> _Document section_:
#####
Center for Biological Diversity

Media Advisory, April 2, 2019

Contact: Steve Jones, (415) 305-3866,

Court Hearing in Houston to Challenge Trump EPA's Permit for Dumping Drilling, Fracking Waste Into Gulf

Administration Permitted Oil Companies' Wastewater Without Studying Risks

HOUSTON— Arguments will be heard by the 5th Circuit Court of Appeals on Wednesday in a lawsuit challenging the Trump administration’s approval of a permit allowing oil companies to dump wastewater from offshore drilling and fracking into the Gulf of Mexico. The Center for Biological Diversity sued last year because the permits were issued without evaluating the dangers to marine species, water quality and the environment.

The Clean Water Act permit issued by the Environmental Protection Agency in September 2017 allows drilling companies to dump unlimited amounts of waste fluid, including toxic chemicals used in fracking, into federal Gulf waters off Texas and Louisiana. Federal records show more than 75 billion gallons of drilling wastewater were dumped into the Gulf in 2014.
#####
> _Source material_:
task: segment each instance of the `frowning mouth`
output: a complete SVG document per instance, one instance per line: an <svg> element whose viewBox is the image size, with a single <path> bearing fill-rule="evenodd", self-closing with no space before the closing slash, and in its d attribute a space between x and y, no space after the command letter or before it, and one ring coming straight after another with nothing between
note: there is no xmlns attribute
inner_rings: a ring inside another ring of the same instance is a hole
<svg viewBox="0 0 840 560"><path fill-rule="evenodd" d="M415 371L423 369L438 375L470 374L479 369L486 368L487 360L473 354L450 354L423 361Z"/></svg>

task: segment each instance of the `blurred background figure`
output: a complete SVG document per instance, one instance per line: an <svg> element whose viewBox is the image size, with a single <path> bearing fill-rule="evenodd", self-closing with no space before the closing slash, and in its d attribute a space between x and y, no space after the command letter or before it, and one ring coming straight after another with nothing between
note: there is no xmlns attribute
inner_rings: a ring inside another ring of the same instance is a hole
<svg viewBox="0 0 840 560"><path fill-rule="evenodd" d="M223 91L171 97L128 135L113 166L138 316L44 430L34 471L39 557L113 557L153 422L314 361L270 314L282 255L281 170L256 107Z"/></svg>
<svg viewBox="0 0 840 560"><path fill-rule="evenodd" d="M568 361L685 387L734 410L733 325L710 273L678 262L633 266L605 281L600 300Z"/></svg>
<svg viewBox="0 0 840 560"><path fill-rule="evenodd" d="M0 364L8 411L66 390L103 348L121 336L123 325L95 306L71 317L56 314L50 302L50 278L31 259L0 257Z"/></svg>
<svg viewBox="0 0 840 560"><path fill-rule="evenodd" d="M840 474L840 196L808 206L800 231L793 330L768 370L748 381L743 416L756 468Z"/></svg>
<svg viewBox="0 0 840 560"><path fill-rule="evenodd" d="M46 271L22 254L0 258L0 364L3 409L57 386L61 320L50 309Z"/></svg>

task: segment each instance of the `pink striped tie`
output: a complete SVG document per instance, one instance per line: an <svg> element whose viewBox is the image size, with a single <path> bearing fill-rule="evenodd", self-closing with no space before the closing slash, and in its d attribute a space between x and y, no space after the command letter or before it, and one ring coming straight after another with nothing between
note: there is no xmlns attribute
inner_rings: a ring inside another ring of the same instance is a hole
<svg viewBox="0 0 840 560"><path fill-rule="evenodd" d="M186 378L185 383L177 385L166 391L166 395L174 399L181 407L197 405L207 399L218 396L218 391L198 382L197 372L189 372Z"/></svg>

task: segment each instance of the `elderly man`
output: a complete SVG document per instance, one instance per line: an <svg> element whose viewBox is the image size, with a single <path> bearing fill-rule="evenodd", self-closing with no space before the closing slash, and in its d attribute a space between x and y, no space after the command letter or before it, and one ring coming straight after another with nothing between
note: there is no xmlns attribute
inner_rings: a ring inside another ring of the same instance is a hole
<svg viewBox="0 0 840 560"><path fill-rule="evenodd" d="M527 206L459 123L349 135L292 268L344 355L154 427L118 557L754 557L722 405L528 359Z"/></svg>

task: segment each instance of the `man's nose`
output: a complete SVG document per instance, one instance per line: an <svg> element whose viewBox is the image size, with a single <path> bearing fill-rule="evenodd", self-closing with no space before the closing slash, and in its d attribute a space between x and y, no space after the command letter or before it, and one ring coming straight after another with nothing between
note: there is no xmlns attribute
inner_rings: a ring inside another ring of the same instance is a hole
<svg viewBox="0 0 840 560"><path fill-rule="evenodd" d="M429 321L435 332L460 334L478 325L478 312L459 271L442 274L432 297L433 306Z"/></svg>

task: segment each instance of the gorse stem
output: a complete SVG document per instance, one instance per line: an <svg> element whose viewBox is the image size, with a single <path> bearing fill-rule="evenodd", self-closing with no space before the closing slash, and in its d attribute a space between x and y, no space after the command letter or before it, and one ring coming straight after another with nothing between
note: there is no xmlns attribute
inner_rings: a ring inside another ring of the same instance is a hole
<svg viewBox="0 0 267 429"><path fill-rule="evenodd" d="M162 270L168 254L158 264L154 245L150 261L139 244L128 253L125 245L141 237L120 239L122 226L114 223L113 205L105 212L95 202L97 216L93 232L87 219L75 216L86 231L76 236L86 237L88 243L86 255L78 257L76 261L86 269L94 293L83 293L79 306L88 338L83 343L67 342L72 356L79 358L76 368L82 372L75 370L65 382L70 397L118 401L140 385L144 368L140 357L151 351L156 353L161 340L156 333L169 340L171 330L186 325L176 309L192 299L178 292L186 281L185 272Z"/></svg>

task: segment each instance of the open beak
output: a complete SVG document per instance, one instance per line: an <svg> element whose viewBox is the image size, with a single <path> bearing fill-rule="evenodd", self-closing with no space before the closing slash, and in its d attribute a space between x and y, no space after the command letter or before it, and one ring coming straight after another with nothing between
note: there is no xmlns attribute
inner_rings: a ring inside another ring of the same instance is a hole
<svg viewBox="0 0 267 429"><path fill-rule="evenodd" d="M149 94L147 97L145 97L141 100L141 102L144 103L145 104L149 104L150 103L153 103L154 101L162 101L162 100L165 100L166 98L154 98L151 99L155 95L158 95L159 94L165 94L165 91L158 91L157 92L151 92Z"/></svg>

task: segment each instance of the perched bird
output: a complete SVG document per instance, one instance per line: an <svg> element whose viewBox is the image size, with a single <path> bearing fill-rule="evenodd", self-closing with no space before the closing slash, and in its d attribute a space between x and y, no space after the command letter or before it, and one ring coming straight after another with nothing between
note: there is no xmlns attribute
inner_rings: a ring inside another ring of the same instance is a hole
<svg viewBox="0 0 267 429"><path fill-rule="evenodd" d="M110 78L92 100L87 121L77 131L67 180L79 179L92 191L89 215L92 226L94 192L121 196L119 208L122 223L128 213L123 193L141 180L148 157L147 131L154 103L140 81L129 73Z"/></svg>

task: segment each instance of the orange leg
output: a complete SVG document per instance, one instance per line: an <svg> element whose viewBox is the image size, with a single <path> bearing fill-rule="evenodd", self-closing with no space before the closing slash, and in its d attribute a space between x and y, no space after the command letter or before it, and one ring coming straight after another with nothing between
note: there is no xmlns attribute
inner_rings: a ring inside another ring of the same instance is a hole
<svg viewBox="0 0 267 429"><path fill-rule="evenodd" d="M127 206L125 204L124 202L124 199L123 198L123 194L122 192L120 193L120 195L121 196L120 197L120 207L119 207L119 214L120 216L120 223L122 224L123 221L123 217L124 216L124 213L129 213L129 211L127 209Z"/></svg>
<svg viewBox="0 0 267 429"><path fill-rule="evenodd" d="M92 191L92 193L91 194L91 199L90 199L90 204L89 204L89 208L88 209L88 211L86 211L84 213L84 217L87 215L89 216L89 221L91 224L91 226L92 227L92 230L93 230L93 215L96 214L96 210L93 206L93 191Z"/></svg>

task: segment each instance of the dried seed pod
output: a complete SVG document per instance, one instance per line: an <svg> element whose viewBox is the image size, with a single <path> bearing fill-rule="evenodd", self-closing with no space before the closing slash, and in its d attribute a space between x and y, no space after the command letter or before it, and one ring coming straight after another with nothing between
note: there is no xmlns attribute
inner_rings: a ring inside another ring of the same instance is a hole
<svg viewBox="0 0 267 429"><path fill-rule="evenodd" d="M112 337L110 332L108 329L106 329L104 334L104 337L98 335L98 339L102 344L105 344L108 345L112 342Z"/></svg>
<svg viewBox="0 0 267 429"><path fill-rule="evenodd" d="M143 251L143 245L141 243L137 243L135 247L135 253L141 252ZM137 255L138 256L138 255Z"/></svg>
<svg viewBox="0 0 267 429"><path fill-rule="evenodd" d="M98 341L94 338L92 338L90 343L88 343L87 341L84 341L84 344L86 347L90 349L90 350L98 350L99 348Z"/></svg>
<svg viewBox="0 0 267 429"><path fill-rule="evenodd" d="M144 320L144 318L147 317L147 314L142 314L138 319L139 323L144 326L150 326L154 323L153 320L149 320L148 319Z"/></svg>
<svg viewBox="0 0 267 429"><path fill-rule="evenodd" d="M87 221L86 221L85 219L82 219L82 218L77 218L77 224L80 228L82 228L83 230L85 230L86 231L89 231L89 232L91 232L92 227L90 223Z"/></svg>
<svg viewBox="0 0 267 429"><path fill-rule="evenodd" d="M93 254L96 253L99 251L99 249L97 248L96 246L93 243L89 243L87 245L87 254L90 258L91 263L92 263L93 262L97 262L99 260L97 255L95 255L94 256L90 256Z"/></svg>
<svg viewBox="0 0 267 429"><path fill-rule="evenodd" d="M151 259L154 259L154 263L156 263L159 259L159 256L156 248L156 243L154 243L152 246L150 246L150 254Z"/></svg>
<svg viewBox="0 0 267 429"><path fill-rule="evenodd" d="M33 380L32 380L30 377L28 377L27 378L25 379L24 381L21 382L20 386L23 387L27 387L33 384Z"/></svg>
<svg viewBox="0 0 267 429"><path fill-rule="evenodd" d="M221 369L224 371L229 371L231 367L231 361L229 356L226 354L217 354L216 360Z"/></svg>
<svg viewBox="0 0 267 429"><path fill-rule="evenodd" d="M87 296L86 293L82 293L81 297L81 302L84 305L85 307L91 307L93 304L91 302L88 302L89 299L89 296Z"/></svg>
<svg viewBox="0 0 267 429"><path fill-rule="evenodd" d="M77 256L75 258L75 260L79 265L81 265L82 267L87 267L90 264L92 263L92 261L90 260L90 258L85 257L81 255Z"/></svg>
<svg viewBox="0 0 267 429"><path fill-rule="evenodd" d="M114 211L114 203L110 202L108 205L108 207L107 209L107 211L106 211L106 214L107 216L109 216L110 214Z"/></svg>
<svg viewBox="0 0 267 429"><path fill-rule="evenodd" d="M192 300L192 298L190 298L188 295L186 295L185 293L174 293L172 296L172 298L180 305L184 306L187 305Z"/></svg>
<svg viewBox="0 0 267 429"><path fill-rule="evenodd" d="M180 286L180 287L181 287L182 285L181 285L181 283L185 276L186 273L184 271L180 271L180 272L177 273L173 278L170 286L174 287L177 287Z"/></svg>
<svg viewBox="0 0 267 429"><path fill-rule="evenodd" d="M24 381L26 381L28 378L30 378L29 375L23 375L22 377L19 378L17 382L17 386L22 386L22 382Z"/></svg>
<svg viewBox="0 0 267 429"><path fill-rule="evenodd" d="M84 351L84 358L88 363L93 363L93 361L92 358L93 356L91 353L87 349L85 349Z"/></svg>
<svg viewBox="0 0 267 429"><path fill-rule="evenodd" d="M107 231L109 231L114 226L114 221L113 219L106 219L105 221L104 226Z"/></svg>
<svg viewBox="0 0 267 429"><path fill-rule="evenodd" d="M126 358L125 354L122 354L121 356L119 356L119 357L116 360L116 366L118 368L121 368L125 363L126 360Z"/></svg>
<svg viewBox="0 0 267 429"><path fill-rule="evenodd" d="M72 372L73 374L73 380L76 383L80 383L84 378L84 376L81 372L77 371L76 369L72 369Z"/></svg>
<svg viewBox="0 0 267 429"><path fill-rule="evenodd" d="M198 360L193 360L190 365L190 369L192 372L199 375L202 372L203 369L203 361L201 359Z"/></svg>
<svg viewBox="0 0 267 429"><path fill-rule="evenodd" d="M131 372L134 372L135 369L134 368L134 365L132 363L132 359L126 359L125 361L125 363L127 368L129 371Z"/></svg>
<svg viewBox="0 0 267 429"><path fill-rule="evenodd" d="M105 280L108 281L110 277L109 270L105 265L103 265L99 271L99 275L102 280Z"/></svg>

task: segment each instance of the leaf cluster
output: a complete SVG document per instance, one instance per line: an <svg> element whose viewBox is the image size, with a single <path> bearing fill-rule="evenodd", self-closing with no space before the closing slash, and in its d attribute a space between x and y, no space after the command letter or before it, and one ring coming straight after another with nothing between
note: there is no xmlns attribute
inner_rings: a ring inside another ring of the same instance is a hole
#####
> _Exercise requirements_:
- 1) In the media advisory on the Gulf drilling-waste lawsuit, update the passage from "Contact: Steve Jones, (415)" up to and including "and the environment." so that "5th Circuit Court of Appeals" becomes "Fifth Circuit Court of Appeals".
- 2) According to the media advisory on the Gulf drilling-waste lawsuit, why did the Center for Biological Diversity sue?
- 3) Resume the media advisory on the Gulf drilling-waste lawsuit, beginning after its last sentence.
The material after the media advisory is unrelated to it.

> _Expected responses_:
- 1)
Contact: Steve Jones, (415) 305-3866,

Court Hearing in Houston to Challenge Trump EPA's Permit for Dumping Drilling, Fracking Waste Into Gulf

Administration Permitted Oil Companies' Wastewater Without Studying Risks

HOUSTON— Arguments will be heard by the Fifth Circuit Court of Appeals on Wednesday in a lawsuit challenging the Trump administration’s approval of a permit allowing oil companies to dump wastewater from offshore drilling and fracking into the Gulf of Mexico. The Center for Biological Diversity sued last year because the permits were issued without evaluating the dangers to marine species, water quality and the environment.

- 2) The Center for Biological Diversity sued because the permits were issued without any evaluation of the dangers to marine species, water quality and the environment.

- 3)
“Letting oil companies dump toxic fracking waste into the Gulf without ever studying the impact is reckless and illegal. The Trump administration can’t keep ignoring federal law in their giveaways to the oil industry,” said Kristen Monsell, the Center’s lead attorney in the case. “Marine life and coastal communities are being threatened by this hazardous water pollution and need the courts to protect them.”

What: Hearing before the U.S. 5th Circuit Court of Appeals in Center for Biological Diversity, et al, v. U.S. EPA, et al. (Case No. 18-60102)

When: Wednesday, April 3, at 9 a.m.

Where: Courtroom 11-D, Bob Casey Federal Building, 515 Rusk Street, Houston, TX

Who: Lead attorney Kristen Monsell is representing plaintiffs Center for Biological Diversity, Healthy Gulf (formerly Gulf Restoration Network) and Louisiana Bucket Brigade.

The Center’s lawsuit notes that the EPA’s issuance of the permit failed to comply with federal environmental laws, including the Clean Water Act and National Environmental Policy Act. The suit aims to force the agency to prohibit the dumping of fracking chemicals and other dangerous waste fluids into the Gulf unless, and until, the agency adequately studies and discloses the risks.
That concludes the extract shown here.